### What is required:
In the post on the ProcessWire translation export/import module, what admin menu path opens the module?

Multi-language field translation export/import

In this post we cover the details of a new module that enables export and import capabilities for multi-language fields in ProcessWire.

Typically the way you translate page field values in ProcessWire is to edit a page, view the text in one language, and translate the text into another language, directly in the page editor.

This new ProcessLanguageFieldExportImport module provides an alternative to that process, moving the translation task out of the ProcessWire admin and enabling it to be completed with external tools. It does this by making the multi-language field values exportable and importable via JSON and/or CSV files. Translation tools can be as simple as a spreadsheet or something more dedicated that can work with the JSON translation files.

With this module installed, the translators do not need access to the ProcessWire admin environment in order to perform language translation. In addition, because a single translation file can cover any number of pages and fields, it also means that translation can likely be completed much more quickly than it could be in the admin environment.

Note that this is for exporting/importing page field values, and not static translations of text in PHP files — those already have a built-in export and import function.

Acknowledgements

Special thanks to Update AG and Oliver Arnoczky for providing the support and direction that made this module possible.

Export/import file formats

This module provides export and import of multi-language field translations in JSON or CSV format. Both files (downloadable and uploadable) and text (copy/paste) are supported for export or import.

The JSON format is useful for importing into external translation tools where the translations can be edited and then imported back into this module. The CSV format is useful if translating from within a spreadsheet.

The primary export/import format used by this module is functionally similar to the XLIFF format except that it is JSON rather than XML, and is applicable to the “web content” context, where each translation is for a specific page and field (or subfield).

Supported multi-language field types

The most common multi-language Fieldtypes in ProcessWire are currently supported by this module:

  • Text (and multi-language types derived from it)
  • Textarea (both plain and rich text/markup)
  • File/Image (description text only)
  • Repeater
  • FieldsetPage
  • PageTable
  • ProFields Repeater Matrix
  • ProFields Table
  • ProFields Textareas

Support for ProFields Combo (FieldtypeCombo) is also planned. Support for additional types are likely to be added in future versions.

Standard usage

  1. Access the module in your ProcessWire admin from: “Setup > Translation export/import.”

  2. Use the “Export” tab to define what you want to export. See the “Exporting” section of this post for more details. Download the exported file.

  3. Edit the exported file in another software to perform translation (or send it to your translator). Whoever performs the transation, they should update the file to fill-in the translated text.

  4. Once you have a translated file, return to this module and this time choose the “Import” tab. See the “Importing” section of this post for more details on all of the options available.

Exporting text for translation

This section describes the settings available on the Export tab. Exporting is a 1-step process where you select what you want to export and then click the submit button. An export file (or copy/paste text) is immediately generated.

### Information provided:
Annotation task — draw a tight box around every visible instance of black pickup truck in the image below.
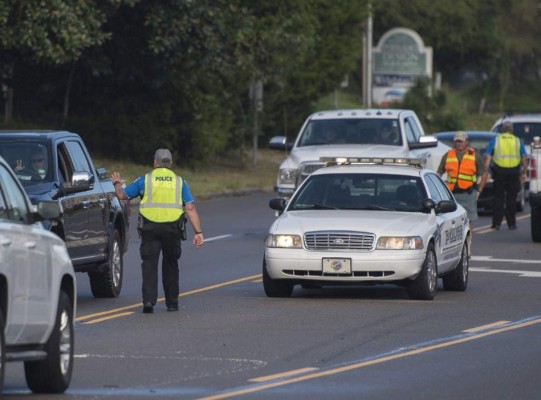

### Response:
Setup > Translation export/import